**Stated goal**
Print the rows below word for word, without changing anything.

**Input material**
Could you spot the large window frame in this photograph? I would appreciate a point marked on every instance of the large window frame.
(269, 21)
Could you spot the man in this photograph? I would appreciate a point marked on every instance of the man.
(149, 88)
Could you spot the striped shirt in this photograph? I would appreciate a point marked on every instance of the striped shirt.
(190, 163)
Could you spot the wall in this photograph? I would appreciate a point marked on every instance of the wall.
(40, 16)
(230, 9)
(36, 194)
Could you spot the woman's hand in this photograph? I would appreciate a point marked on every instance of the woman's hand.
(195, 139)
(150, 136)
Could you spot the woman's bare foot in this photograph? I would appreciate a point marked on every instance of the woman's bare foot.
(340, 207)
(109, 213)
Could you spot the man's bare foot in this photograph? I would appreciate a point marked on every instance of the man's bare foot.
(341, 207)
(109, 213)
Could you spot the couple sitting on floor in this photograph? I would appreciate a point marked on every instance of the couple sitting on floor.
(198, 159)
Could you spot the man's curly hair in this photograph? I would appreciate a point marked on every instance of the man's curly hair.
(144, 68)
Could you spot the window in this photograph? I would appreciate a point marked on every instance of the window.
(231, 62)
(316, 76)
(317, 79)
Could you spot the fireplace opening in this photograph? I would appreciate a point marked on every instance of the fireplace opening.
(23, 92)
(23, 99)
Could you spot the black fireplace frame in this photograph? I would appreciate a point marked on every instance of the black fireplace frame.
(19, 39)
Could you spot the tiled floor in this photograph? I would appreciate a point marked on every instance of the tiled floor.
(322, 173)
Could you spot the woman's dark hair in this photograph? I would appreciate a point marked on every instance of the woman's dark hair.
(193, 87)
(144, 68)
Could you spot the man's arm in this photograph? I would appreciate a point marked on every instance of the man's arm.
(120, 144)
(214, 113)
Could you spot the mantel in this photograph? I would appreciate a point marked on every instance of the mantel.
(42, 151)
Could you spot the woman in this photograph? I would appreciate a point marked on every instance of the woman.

**Task solution**
Could you spot the large window frame in this photograph? I would appreciate a point marked on every instance of the large window frame.
(269, 21)
Could you spot the man in this photograph? I would appreciate a point marked on every instance of the man.
(149, 88)
Could you spot the striped shirt in this photograph? I would appreciate a point marked on every instance of the striped shirt.
(190, 163)
Could you spot the wall in this photograph? I would appreciate a point marked on every instance of the wall.
(40, 16)
(230, 9)
(36, 194)
Could you spot the woman's hand in this photograph? I would appreciate a point marked on every instance of the woman's hand.
(195, 139)
(150, 136)
Could you spot the woman's bare foot in this photograph? I would appreciate a point marked on every instance of the woman's bare foot.
(340, 207)
(109, 213)
Could you spot the man's bare foot in this photograph? I would appreciate a point marked on every instance of the man's bare foot.
(341, 207)
(109, 213)
Could you spot the couple sitting on floor in this photograph? I would appreciate a point marked on every instance of the couple sitting on floor.
(198, 159)
Could you spot the man's curly hair in this photograph? I would appreciate a point marked on every instance of the man's curly hair.
(144, 68)
Could you spot the window in this photograph? I would appreciate a point marked on every instance of the window.
(231, 62)
(316, 76)
(317, 79)
Could you spot the fireplace opening in this photograph? I would appreciate a point marked on every instance of the fireplace opening.
(23, 92)
(23, 99)
Could you spot the black fireplace frame in this photograph? I would appreciate a point marked on every instance of the black fireplace frame.
(19, 39)
Could you spot the tiled floor in this photograph? I would appreciate a point marked on every instance of the tiled floor.
(322, 173)
Could you spot the woman's dark hair in this photograph? I would appreciate a point marked on every instance of the woman's dark hair.
(193, 87)
(144, 68)
Could you spot the man's arm in this photograph? I would appreciate a point marked on every instance of the man's arm.
(120, 144)
(214, 113)
Could you spot the mantel in this photograph? I would appreciate a point marked on every instance of the mantel.
(42, 151)
Could you spot the woman in this photograph? I would appreciate a point marked on every instance of the woman.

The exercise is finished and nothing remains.